> Action item:
Reproduce each of the following records without any deviation.

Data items

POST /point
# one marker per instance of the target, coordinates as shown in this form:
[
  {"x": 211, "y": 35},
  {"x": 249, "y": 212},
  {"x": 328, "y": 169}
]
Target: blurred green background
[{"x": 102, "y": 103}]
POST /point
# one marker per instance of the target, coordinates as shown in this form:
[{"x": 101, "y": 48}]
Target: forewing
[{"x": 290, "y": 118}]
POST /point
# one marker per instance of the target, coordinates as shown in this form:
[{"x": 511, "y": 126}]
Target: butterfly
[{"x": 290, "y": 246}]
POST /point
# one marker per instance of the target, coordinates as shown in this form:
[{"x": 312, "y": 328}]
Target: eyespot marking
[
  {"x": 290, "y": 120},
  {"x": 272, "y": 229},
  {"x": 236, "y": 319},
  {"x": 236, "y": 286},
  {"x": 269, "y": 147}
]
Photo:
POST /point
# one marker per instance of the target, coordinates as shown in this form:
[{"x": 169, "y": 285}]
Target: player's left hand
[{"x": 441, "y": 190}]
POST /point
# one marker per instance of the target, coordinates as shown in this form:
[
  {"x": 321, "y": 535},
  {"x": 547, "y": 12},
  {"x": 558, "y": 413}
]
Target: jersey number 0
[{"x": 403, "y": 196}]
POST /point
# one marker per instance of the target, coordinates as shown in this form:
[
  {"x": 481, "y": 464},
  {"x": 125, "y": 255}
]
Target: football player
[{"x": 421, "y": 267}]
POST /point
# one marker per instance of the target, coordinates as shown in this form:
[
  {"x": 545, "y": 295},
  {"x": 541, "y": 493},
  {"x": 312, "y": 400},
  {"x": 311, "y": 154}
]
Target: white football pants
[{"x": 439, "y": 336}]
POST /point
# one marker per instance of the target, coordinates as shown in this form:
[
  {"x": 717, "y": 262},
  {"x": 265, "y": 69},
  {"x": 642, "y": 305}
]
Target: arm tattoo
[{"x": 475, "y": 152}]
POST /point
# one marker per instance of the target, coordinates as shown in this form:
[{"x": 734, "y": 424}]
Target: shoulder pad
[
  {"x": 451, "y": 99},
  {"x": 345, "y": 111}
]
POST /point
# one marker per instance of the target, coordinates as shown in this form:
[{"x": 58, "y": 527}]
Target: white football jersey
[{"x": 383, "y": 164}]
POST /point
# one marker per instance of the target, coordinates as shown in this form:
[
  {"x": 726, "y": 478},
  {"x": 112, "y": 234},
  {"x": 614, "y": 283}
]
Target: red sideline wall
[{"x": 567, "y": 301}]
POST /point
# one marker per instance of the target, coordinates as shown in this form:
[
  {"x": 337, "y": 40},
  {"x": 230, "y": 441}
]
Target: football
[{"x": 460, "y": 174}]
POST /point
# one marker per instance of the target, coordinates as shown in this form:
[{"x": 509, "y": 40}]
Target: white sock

> Written response:
POST /point
# one marker per instance of the target, coordinates as shown in this form:
[
  {"x": 211, "y": 35},
  {"x": 249, "y": 212},
  {"x": 328, "y": 169}
]
Target: blurred green background
[{"x": 102, "y": 103}]
POST /point
# one marker per instance of the target, coordinates as shown in this form:
[{"x": 101, "y": 48}]
Target: forewing
[{"x": 290, "y": 118}]
POST /point
# one marker per instance of the target, coordinates as shown in this form:
[{"x": 511, "y": 126}]
Target: butterfly
[{"x": 290, "y": 246}]
POST /point
# one marker per instance of the target, coordinates as shown in this form:
[{"x": 312, "y": 328}]
Target: eyespot marking
[
  {"x": 290, "y": 120},
  {"x": 272, "y": 229},
  {"x": 236, "y": 319},
  {"x": 236, "y": 286},
  {"x": 269, "y": 147}
]
Photo:
POST /point
# one marker per instance of the target, coordinates as shown in this form:
[{"x": 169, "y": 285}]
Target: player's left hand
[{"x": 441, "y": 190}]
POST /point
# one marker per instance of the target, coordinates as shown in this form:
[
  {"x": 321, "y": 535},
  {"x": 547, "y": 12},
  {"x": 558, "y": 413}
]
Target: jersey number 0
[{"x": 403, "y": 196}]
POST /point
# one marker per instance of the target, coordinates as shown in this form:
[
  {"x": 481, "y": 464},
  {"x": 125, "y": 255}
]
Target: football player
[{"x": 421, "y": 267}]
POST /point
# one marker per instance of the target, coordinates as shown in this form:
[
  {"x": 545, "y": 295},
  {"x": 541, "y": 493},
  {"x": 312, "y": 400},
  {"x": 311, "y": 154}
]
Target: white football pants
[{"x": 439, "y": 336}]
POST /point
# one marker per instance of the target, coordinates as shown in this form:
[
  {"x": 717, "y": 262},
  {"x": 265, "y": 69},
  {"x": 642, "y": 305}
]
Target: arm tattoo
[{"x": 475, "y": 152}]
POST /point
# one marker per instance of the target, coordinates as shown in this form:
[{"x": 734, "y": 424}]
Target: shoulder pad
[
  {"x": 451, "y": 99},
  {"x": 345, "y": 111}
]
POST /point
# one marker per instance of the target, coordinates as shown in this form:
[{"x": 58, "y": 527}]
Target: white football jersey
[{"x": 383, "y": 164}]
POST /point
# one marker per instance of the target, coordinates as shown in this form:
[
  {"x": 726, "y": 478},
  {"x": 112, "y": 234},
  {"x": 614, "y": 283}
]
Target: red sideline wall
[{"x": 567, "y": 301}]
POST /point
# one marker per instance of the target, coordinates as shown in this form:
[
  {"x": 337, "y": 40},
  {"x": 230, "y": 441}
]
Target: football
[{"x": 460, "y": 174}]
POST /point
# one marker per instance of the target, coordinates as shown in this form:
[{"x": 509, "y": 40}]
Target: white sock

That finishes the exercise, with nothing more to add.